» **What to do**:
- A) Repeat the part of the mortising jig thread that begins at the words "I will make" and stops after the words "(Nov 22, 2004)".
- B) In the mortising jig thread, what materials does the first post suggest for building a better version of the jig and its fences?
- C) Go on with the mortising jig thread from where it stops.

BJ, If you stop and think about it this jig does a lot more than allow you to place mortises where you want them. By retracting both fences fully you can use the ends of the fences like the bearings to auto-center your mortise. By removing one fence you have an excellent edge guide. Take off both fences and you have the oversized base plate for many projects. When installing the aprons on a table we may want to offset our tenons for a clean recessed look. We all know that the more glue surfaces, the stronger the joint. For this reason we can stack two tenons instead of using one larger tenon. Let's say we are mortising some 4 x 4 stock. A quick adjustment of our fences will set the mortise 1" from the edge. By simply turning the jig around we will have a mirror image ready to rout for the other side. Remember we are using our layout marks on the wood for exact position of the cuts so they will be repeatable and precise. I think this jig would be better if built from _Plexiglas_ or _Lexan_ using HDPE or UHMW for the fences and some nicer knobs. Other than that I don't think you can beat it with a stick.
One other thing, I believe Bob and Rick's design was developed for cutting the mortise into an angled leg and used a wedge to set the proper angle. When holding an irregular shape their method shines.


----------



## bobj3 (Jan 17, 2006)

Hi Mike

I will make one and test it out. 
---------------------------

Just a update ,I did make one and now it's the fireplace. 
Do I need to say any more.

Bj


----------



## Mike (Nov 22, 2004)

I could be mistaken about the jig, but if not this one a similar design was used for the angled leg mortises. It is a simple matter to clamp the part to be mortised between two pieces of wood in a vice to hold it. This would serve as your guides for centering. Let's not nit-pic this to death, the idea is for the bulk of what we do the ShopNotes jig is a very handy addition to your shop. It can be used for more than one job and for this I give it a big thumbs up.


----------



## bobj3 (Jan 17, 2006)

Hi Mike

How this ?

Bj


----------



## harrysin (Jan 15, 2007)

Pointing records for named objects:
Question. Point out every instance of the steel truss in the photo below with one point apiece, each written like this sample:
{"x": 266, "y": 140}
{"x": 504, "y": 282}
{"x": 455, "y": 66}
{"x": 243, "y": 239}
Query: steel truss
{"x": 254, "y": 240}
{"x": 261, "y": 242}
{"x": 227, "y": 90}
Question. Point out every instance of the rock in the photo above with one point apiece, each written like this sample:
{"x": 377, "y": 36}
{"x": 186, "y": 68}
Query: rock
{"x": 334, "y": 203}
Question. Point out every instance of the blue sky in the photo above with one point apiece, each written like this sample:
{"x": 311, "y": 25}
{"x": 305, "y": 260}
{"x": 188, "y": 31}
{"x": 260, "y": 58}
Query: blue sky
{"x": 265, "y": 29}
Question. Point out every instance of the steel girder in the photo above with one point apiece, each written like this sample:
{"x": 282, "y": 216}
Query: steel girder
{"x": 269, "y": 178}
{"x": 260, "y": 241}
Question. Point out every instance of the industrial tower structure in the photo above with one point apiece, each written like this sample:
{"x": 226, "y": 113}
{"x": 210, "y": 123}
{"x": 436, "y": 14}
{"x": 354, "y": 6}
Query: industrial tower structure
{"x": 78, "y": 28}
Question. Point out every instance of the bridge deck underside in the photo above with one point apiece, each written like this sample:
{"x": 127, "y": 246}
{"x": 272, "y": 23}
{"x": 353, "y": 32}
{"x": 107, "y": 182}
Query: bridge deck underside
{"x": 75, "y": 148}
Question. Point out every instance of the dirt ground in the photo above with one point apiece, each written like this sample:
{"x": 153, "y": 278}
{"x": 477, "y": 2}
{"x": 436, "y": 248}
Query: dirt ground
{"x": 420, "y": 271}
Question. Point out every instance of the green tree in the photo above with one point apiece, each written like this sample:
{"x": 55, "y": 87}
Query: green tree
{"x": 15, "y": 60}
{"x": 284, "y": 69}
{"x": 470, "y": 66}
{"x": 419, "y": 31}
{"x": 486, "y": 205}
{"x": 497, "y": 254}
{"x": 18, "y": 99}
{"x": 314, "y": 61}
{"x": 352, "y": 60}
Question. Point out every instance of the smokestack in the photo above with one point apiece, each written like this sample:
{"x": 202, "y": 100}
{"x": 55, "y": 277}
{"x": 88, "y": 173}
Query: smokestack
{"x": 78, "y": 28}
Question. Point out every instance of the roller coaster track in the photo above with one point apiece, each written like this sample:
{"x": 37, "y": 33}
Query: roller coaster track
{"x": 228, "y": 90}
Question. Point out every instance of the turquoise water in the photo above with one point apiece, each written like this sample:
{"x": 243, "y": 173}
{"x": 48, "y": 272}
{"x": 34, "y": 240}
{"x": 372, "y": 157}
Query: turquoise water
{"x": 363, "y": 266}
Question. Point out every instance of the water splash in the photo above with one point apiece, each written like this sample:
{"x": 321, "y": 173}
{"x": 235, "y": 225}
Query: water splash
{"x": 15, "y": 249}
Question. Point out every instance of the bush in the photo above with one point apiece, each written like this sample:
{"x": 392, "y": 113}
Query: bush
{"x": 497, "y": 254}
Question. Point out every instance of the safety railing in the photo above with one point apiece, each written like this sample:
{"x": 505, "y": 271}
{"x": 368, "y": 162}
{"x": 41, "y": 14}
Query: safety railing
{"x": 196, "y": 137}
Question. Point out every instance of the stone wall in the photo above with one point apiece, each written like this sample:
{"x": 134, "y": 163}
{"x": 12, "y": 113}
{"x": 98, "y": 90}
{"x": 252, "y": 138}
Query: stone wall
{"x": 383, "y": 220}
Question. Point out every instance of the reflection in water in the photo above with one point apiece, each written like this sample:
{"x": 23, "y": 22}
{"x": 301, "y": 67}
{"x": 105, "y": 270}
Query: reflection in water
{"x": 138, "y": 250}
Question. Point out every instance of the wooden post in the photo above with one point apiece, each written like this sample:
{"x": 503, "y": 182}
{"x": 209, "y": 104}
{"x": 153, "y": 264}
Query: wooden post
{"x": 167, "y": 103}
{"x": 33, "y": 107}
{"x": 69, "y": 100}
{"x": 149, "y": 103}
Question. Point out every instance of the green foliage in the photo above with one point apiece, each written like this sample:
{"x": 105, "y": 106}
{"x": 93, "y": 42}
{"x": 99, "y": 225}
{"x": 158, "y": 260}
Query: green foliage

» **Answers**:
- A)
I will make one and test it out. 
---------------------------

Just a update ,I did make one and now it's the fireplace. 
Do I need to say any more.

Bj


----------



## Mike (Nov 22, 2004)

- B) Plexiglas or Lexan for the jig, with HDPE or UHMW for the fences.

- C)
*Morticing "Jig"*

Gentlemen, I must be thick as I simply do not understand this very complex looking method of making simple mortices. Hands up all of you out there who feel the same. May I at this point plead with Template Tom to show us the simple way that he produces loose tenons. Perhaps some actual photographs of the operation may have helped me to understand. The saying "a picture is worth a thousand words" seems to have been forgotten by certain members of the forum. Harry


----------



## challagan (Feb 7, 2006)

I like this one bj posted for mortising table legs. With the jig and the router base with the bearings on it that self center on the work piece would make this pretty easy operation. 

I like the one Mike posted as well for general slot work. Would like to see a better photo of it. 



Corey


----------



## template tom (Sep 18, 2004)

Harry's said:


> Gentlemen, I must be thick as I simply do not understand this very complex looking method of making simple mortices. Hands up all of you out there who feel the same. May I at this point plead with Template Tom to show us the simple way that he produces loose tenons. Perhaps some actual photographs of the operation may have helped me to understand. The saying "a picture is worth a thousand words" seems to have been forgotten by certain members of the forum. Harry


*Harry
I know we all have different ideas making some jigs and you are well aware of the jig I constructed as you would have used it when attending my workshops many years ago.
I must confess Bob I was also confused with the 'complexity of the jig' as Harry puts it.
I think I would have great difficulty controlling the router running on the two bearings and I am sure if the truth be known there were a few 'Slip-ups' at the beginning as it would take quite a bit to control the router along the sides with the bearings.
I am sure I have posted my 'simple' Mortice Jig before on this forum and at Harry's request I will post some pics. I must point out this is not an adjustable jig but a designated jig for routing a 6mm mortice in a 19mm stile.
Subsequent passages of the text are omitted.